> **Texto selecionado**:
--
Com esses encantos, a praia se internacionalizou, transformou-se no mais importante cartão-postal do Estado e passou a atrair o que há de melhor e pior na atividade do turismo. Pousadas bem equipadas para receber autoridades e qualquer pessoa em evidência da mídia se misturam com becos que somem em dunas, e onde se instalam os casebres, que antes se associavam tão-somente à vida rústica dos nativos, hoje despertam suspeitas da Polícia de serem locais de boca-de-fumo e ponto-de-vendas outras drogas. As batidas são raras, porque falta efetivo policial e, na dúvida, seus moradores não são incomodados pelas autoridades.
De lugar recatado e frequentado pelos amantes da paz e das belezas naturais, Jericoacoara viu suas restingas, presumidamente defendidas por lei federal, se mancharem de sangue. A guerra do tráfico de drogas deixou de ser algo comum aos grandes centros, para se enraizar num pedaço do litoral, a 330 quilômetros de Fortaleza.
Mazela
O promotor de Justiça da Comarca de Jijoca de Jericoacoara, Rodrigo Manso Damasceno, diz que o tráfico de drogas é hoje a maior mazela do lugar. O recente triplo assassinato, ocorrido em 19 de dezembro passado, em que a Polícia investiga os vestígios de luta pela demarcação de território, acendeu a luz vermelha de que o paraíso litorâneo é hoje disputado de modo caro e sangrento por conta do narcotráfico.
“Não temos uma prostituição explícita, mas não é descartada, assim como não são tão sérios os crimes contra o patrimônio. No entanto, são ações que inevitavelmente se intensificarão se não combatermos o tráfico de drogas”, afirma Rodrigo.
Aos 31 anos, carioca, Rodrigo sabe que o desafio de representar o Ministério Público em Jijoca de Jericoacoara está longe ser uma atividade tão pacata como o lugar já inspirou essa sensação no passado. Ele lembra que o trabalho fica comprometido a partir da falta de estrutura do Poder Judiciário, uma comarca que foi recentemente desmembrada de Cruz, e da Polícia Civil, que conta com uma delegada e um escrivão.
Ele assumiu o cargo em 7 de dezembro do ano passado. Imediatamente, defrontou-se com assassinatos, represálias entre grupos de traficantes e uma justiça atolada em mais de 1.700 processo em andamento e somente um juiz para atender, todas as demandas.
Eis porque, conforme ressalta Rodrigo, se mantém uma fiscalização frouxa na atuação dos conselhos tutelares. A falta de um juizado de menores não permite que se faça esse acompanhamento e daí se verifica a livre presença de meninos e meninas, com idade inferior a 18 ano, frequentando noitadas em boates e casas de forró.
--
> **Lista de tarefas**:
1) Por favor, reescreva o trecho do texto sobre Jericoacoara que começa com as palavras "De lugar recatado" e termina com "quilômetros de Fortaleza.", trocando "restingas" por "dunas".
2) De acordo com o texto sobre Jericoacoara, em que data ocorreu o recente triplo assassinato?

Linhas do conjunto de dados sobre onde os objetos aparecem
--
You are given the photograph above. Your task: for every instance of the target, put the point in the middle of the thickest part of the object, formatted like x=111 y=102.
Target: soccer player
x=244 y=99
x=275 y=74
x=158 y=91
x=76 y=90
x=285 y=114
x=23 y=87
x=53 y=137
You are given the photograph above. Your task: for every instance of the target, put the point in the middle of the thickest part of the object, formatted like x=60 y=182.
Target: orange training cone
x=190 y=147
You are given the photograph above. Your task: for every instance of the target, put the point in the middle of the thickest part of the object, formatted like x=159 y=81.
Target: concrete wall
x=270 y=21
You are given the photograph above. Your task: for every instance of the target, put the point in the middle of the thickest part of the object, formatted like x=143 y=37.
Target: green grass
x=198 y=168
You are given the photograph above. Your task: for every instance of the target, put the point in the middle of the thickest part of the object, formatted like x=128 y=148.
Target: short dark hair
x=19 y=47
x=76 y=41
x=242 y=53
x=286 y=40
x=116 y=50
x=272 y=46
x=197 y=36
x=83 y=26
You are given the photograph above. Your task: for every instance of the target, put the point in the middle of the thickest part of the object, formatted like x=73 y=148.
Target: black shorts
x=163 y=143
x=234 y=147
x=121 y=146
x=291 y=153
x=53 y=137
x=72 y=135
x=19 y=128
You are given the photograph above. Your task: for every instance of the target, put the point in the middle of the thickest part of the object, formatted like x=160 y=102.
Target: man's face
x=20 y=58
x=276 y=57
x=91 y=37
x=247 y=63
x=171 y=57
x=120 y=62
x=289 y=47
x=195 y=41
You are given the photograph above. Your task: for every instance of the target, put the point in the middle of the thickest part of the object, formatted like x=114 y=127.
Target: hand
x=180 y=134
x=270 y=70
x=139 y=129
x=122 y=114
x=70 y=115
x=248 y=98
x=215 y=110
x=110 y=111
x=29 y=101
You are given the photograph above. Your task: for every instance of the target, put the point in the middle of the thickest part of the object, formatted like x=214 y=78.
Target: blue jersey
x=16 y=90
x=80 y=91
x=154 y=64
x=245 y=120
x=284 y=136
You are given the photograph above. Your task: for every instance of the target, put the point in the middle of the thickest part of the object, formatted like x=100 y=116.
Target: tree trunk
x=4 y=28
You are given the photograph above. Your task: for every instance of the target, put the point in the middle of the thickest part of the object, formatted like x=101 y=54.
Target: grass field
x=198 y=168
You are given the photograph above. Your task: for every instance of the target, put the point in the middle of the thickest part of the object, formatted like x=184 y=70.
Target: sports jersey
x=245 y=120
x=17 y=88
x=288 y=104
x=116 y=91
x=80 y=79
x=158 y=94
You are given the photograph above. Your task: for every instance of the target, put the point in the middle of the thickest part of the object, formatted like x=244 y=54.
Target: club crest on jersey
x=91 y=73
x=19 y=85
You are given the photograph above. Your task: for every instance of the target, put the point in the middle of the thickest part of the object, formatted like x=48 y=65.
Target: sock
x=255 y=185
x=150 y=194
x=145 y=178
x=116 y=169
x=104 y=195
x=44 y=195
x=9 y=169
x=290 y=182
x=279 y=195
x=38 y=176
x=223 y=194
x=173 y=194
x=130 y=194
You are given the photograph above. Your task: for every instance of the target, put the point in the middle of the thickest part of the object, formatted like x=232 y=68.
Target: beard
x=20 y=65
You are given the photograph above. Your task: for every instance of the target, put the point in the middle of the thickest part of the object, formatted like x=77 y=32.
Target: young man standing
--
> **Respostas por tarefa**:
1)
De lugar recatado e frequentado pelos amantes da paz e das belezas naturais, Jericoacoara viu suas dunas, presumidamente defendidas por lei federal, se mancharem de sangue. A guerra do tráfico de drogas deixou de ser algo comum aos grandes centros, para se enraizar num pedaço do litoral, a 330 quilômetros de Fortaleza.

2) Em 19 de dezembro passado.